Work instructions
Each line below should be quoted exactly, please.

Collected data entries:
*** Begin section ***

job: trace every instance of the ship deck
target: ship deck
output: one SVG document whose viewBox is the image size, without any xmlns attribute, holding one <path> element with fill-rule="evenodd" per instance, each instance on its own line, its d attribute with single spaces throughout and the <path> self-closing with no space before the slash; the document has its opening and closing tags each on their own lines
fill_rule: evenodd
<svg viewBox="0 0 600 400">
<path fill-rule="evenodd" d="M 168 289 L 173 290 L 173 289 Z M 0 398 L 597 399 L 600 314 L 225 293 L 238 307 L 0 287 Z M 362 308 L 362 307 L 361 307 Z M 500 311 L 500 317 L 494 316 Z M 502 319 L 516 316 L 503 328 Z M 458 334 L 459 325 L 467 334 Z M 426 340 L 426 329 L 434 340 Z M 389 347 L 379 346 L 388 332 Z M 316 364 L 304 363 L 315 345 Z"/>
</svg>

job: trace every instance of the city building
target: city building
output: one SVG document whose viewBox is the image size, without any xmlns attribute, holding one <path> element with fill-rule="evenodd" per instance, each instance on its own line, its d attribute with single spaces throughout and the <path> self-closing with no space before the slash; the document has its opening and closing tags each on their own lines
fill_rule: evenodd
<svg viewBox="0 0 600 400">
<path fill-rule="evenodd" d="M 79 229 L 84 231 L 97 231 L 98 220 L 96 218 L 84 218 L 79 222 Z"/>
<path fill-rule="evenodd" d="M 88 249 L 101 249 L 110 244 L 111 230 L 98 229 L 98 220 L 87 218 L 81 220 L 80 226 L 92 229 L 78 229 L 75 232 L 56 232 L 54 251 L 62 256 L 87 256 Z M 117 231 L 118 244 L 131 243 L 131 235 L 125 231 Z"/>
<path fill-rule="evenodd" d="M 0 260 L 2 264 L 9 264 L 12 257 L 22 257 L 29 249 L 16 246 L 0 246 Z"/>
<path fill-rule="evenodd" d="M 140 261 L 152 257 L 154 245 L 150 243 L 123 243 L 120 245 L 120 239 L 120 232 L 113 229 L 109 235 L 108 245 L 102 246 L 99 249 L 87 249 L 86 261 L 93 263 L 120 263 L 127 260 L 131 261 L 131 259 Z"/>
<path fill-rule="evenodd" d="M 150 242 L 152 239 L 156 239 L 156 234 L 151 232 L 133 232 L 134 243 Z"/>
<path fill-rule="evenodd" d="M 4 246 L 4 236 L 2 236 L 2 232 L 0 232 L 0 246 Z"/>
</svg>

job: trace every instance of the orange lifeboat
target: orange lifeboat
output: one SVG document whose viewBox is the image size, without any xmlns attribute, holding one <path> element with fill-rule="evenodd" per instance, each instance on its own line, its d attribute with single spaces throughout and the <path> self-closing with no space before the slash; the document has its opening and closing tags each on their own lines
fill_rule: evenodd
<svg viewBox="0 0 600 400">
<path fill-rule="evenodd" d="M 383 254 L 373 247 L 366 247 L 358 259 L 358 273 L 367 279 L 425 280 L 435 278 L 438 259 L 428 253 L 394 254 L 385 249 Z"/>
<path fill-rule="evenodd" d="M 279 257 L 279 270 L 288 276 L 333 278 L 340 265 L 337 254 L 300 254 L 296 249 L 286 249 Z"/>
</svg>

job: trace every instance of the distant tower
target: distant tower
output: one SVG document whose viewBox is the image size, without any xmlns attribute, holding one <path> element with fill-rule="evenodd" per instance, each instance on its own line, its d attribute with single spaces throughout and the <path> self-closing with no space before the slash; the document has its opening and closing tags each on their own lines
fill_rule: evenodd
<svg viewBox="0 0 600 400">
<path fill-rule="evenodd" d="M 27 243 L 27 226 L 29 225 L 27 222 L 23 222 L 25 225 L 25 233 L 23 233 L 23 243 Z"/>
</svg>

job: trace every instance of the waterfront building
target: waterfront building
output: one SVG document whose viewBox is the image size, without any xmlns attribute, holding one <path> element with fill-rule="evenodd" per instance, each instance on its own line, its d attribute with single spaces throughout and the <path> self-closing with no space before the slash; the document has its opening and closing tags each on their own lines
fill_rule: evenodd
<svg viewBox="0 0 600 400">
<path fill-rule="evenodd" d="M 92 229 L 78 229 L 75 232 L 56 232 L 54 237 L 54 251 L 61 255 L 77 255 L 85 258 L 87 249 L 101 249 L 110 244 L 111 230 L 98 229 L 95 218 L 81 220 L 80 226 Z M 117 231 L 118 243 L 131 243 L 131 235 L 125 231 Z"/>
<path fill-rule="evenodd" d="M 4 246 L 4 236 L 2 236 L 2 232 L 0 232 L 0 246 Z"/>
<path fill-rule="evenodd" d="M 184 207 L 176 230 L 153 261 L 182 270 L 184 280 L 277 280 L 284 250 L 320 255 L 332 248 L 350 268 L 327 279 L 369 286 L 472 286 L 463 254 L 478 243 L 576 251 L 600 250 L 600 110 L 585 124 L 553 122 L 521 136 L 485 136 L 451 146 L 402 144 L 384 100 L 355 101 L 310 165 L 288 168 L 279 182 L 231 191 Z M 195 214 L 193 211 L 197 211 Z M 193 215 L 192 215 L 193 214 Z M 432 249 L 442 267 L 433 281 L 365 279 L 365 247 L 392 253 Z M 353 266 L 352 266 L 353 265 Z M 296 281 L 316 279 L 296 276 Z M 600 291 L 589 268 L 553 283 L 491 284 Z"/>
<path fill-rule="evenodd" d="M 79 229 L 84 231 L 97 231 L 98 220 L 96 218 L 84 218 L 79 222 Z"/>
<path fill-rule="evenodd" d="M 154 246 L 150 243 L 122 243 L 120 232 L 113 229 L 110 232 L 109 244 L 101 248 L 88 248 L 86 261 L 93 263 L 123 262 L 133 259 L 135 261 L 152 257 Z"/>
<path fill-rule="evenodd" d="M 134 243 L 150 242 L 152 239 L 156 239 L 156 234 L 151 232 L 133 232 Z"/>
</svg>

*** End section ***

Expected answer
job: trace every instance of the ship deck
target: ship deck
output: one SVG document whose viewBox is the image size, without any xmlns attribute, holding one <path> element with fill-rule="evenodd" per instance, each instance on its own line, its d attribute with single spaces throughout and the <path> self-closing with no space before the slash; the document has its opening and closing tags each on their own lines
fill_rule: evenodd
<svg viewBox="0 0 600 400">
<path fill-rule="evenodd" d="M 168 289 L 173 290 L 173 289 Z M 0 398 L 597 399 L 600 314 L 225 293 L 238 307 L 0 287 Z M 362 308 L 362 307 L 361 307 Z M 500 311 L 500 317 L 494 316 Z M 502 319 L 516 316 L 503 328 Z M 458 334 L 459 325 L 467 334 Z M 426 340 L 426 329 L 434 340 Z M 389 347 L 379 346 L 388 332 Z M 316 364 L 304 363 L 315 345 Z"/>
</svg>

job: trace every instance of the city building
target: city building
output: one SVG document whose viewBox is the image size, without any xmlns attribute, holding one <path> element with fill-rule="evenodd" per instance, each instance on its own line, its d attribute with single spaces throughout and the <path> self-closing with no space before the slash; the document has its opening and closing tags each on their own lines
fill_rule: evenodd
<svg viewBox="0 0 600 400">
<path fill-rule="evenodd" d="M 79 229 L 84 231 L 97 231 L 98 220 L 96 218 L 84 218 L 79 222 Z"/>
<path fill-rule="evenodd" d="M 88 249 L 101 249 L 110 244 L 111 230 L 98 229 L 98 220 L 87 218 L 81 220 L 80 226 L 92 229 L 78 229 L 75 232 L 56 232 L 54 251 L 62 256 L 87 256 Z M 117 231 L 118 244 L 131 243 L 131 235 L 125 231 Z"/>
<path fill-rule="evenodd" d="M 0 260 L 2 264 L 9 264 L 12 257 L 22 257 L 29 249 L 16 246 L 0 246 Z"/>
<path fill-rule="evenodd" d="M 140 261 L 152 257 L 154 245 L 150 243 L 123 243 L 120 245 L 120 239 L 120 232 L 113 229 L 109 235 L 108 245 L 102 246 L 99 249 L 87 249 L 86 261 L 93 263 L 120 263 L 127 260 L 131 261 L 131 259 Z"/>
<path fill-rule="evenodd" d="M 150 242 L 152 239 L 156 239 L 156 234 L 151 232 L 133 232 L 134 243 Z"/>
<path fill-rule="evenodd" d="M 4 246 L 4 236 L 2 236 L 2 232 L 0 232 L 0 246 Z"/>
</svg>

job: trace every instance of the orange lifeboat
target: orange lifeboat
output: one SVG document whose viewBox is the image size, without any xmlns attribute, holding one <path> element with fill-rule="evenodd" per instance, each instance on its own line, its d attribute with single spaces throughout and the <path> self-closing with no space before the slash; the document has its opening and closing tags each on their own lines
fill_rule: evenodd
<svg viewBox="0 0 600 400">
<path fill-rule="evenodd" d="M 383 254 L 373 247 L 366 247 L 358 259 L 358 273 L 367 279 L 425 280 L 435 278 L 438 259 L 428 253 L 394 254 L 385 249 Z"/>
<path fill-rule="evenodd" d="M 279 257 L 279 270 L 288 276 L 333 278 L 340 265 L 337 254 L 300 254 L 296 249 L 286 249 Z"/>
</svg>

job: trace every instance of the distant tower
target: distant tower
output: one SVG document whose viewBox is the image size, without any xmlns attribute, holding one <path> element with fill-rule="evenodd" per instance, each instance on its own line, its d attribute with single spaces throughout and the <path> self-closing with no space before the slash; the document has its opening and closing tags each on their own lines
fill_rule: evenodd
<svg viewBox="0 0 600 400">
<path fill-rule="evenodd" d="M 27 243 L 27 226 L 29 225 L 27 222 L 23 222 L 25 225 L 25 233 L 23 233 L 23 243 Z"/>
</svg>

job: trace every instance of the waterfront building
target: waterfront building
output: one SVG document whose viewBox is the image size, without any xmlns attribute, holding one <path> element with fill-rule="evenodd" per instance, each instance on its own line, its d attribute with single spaces throughout and the <path> self-closing with no space before the slash; the document has its opening and closing tags each on their own lines
fill_rule: evenodd
<svg viewBox="0 0 600 400">
<path fill-rule="evenodd" d="M 92 229 L 78 229 L 75 232 L 56 232 L 54 237 L 54 251 L 61 255 L 77 255 L 85 258 L 87 249 L 101 249 L 110 244 L 111 230 L 98 229 L 95 218 L 81 220 L 80 226 Z M 117 231 L 118 243 L 131 243 L 131 235 L 125 231 Z"/>
<path fill-rule="evenodd" d="M 4 246 L 4 236 L 2 236 L 2 232 L 0 232 L 0 246 Z"/>
<path fill-rule="evenodd" d="M 184 207 L 176 230 L 153 261 L 182 270 L 184 280 L 277 280 L 284 250 L 320 255 L 332 248 L 350 268 L 327 279 L 369 286 L 472 286 L 463 254 L 478 243 L 576 251 L 600 250 L 600 110 L 585 124 L 553 122 L 521 136 L 485 136 L 451 146 L 402 144 L 384 100 L 355 101 L 310 165 L 288 168 L 279 182 L 231 191 Z M 195 214 L 193 211 L 197 211 Z M 193 215 L 192 215 L 193 214 Z M 432 249 L 442 267 L 433 281 L 365 279 L 365 247 L 392 253 Z M 353 266 L 352 266 L 353 265 Z M 296 281 L 316 279 L 296 276 Z M 600 291 L 589 268 L 553 283 L 491 284 Z"/>
<path fill-rule="evenodd" d="M 79 229 L 84 231 L 97 231 L 98 220 L 96 218 L 84 218 L 79 222 Z"/>
<path fill-rule="evenodd" d="M 154 246 L 150 243 L 122 243 L 120 232 L 113 229 L 110 232 L 109 244 L 101 248 L 88 248 L 86 261 L 93 263 L 123 262 L 133 259 L 135 261 L 152 257 Z"/>
<path fill-rule="evenodd" d="M 134 243 L 150 242 L 152 239 L 156 239 L 156 234 L 151 232 L 133 232 Z"/>
</svg>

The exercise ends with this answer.